# Table saw kickback



## adot45 (Feb 6, 2013)

I was sawing thin strips on the table saw for end grain cutting boards, the strips were 3' long x 3/4 & 1/2" wide. I was using a 3/8" wide push stick about a foot long. I had the two 3/4" strips done and one of the 1/2" strips done, on the second 1/2" strip i moved the stock piece through and clear but inadvertently touched the blade with the push stick, got a violent kickback and sore palm. Here's my question. What model of that grrripper tool do I need? There are a few different models and several accessories available and is pretty confusing to me. Thanks


----------



## Stick486 (Jan 4, 2013)

https://www.microjig.com/products/grr-ripper/
or make your own...

.


----------



## sunnybob (Apr 3, 2015)

I have the micro jig gripper, and yes, its expensive. But its incredibly well made and thought out. You can adjust it to fit almost any situation on a bandsaw, router table, or even table saw.
I have no regrets spending that money for something so versatile right out of the box.

I should add that I'm not known for throwing money around.


----------



## adot45 (Feb 6, 2013)

Thanks guys, I appreciate your input.


----------



## DesertRatTom (Jul 3, 2012)

COMPLETE THE FOLLOWING.
• A. Reproduce the part of the kickback thread that begins at the words "# Table saw" and stops after "(Jan 4, 2013)".
• B. In the kickback thread, how wide was the push stick adot45 was using?
Work only from the kickback thread.

INFORMATION SHOWN.

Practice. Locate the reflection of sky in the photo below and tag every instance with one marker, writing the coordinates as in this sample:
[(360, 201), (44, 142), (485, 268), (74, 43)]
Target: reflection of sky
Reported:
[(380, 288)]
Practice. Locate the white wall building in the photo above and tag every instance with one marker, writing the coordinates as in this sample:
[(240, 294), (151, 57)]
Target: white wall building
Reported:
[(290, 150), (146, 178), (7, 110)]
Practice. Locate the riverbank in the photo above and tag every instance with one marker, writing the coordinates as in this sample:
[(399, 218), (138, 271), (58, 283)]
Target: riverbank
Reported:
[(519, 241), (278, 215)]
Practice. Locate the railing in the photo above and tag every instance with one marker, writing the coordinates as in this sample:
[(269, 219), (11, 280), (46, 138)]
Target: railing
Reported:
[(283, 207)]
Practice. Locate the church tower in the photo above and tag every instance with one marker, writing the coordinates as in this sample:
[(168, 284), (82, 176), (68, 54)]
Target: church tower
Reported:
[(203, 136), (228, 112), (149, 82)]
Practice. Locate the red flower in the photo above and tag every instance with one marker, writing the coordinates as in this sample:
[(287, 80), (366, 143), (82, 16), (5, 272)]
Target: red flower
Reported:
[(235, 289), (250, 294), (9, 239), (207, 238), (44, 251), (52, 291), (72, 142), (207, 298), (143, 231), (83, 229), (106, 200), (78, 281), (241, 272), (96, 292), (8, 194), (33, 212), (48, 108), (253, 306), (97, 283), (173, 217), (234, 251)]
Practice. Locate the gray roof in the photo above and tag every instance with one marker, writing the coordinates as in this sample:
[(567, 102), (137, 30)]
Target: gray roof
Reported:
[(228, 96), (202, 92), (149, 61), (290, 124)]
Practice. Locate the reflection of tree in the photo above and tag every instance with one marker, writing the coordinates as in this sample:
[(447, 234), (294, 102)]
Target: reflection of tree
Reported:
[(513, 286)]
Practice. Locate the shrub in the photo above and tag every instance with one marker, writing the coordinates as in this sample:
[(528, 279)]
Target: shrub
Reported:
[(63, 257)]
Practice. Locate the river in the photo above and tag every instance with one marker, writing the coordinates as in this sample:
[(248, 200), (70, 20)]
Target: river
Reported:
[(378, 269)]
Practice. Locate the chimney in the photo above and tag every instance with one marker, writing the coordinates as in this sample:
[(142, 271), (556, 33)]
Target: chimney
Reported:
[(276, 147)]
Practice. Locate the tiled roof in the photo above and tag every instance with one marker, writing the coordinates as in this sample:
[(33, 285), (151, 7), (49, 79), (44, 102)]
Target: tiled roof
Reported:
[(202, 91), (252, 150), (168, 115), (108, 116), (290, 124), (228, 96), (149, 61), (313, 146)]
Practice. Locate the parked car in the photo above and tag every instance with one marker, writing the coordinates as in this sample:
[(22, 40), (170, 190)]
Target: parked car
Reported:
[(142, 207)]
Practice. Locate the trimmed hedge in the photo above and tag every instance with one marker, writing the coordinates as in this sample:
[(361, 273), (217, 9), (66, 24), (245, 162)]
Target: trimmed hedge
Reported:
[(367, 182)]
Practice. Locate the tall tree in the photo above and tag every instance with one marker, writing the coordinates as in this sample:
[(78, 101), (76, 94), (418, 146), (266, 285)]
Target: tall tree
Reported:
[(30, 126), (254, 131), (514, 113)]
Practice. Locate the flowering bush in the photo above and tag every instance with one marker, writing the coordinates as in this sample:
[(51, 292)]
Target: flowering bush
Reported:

RESULTS BY TASK.
• A.
# Table saw kickback



## adot45 (Feb 6, 2013)

I was sawing thin strips on the table saw for end grain cutting boards, the strips were 3' long x 3/4 & 1/2" wide. I was using a 3/8" wide push stick about a foot long. I had the two 3/4" strips done and one of the 1/2" strips done, on the second 1/2" strip i moved the stock piece through and clear but inadvertently touched the blade with the push stick, got a violent kickback and sore palm. Here's my question. What model of that grrripper tool do I need? There are a few different models and several accessories available and is pretty confusing to me. Thanks


----------



## Stick486 (Jan 4, 2013)

• B. It was 3/8" wide.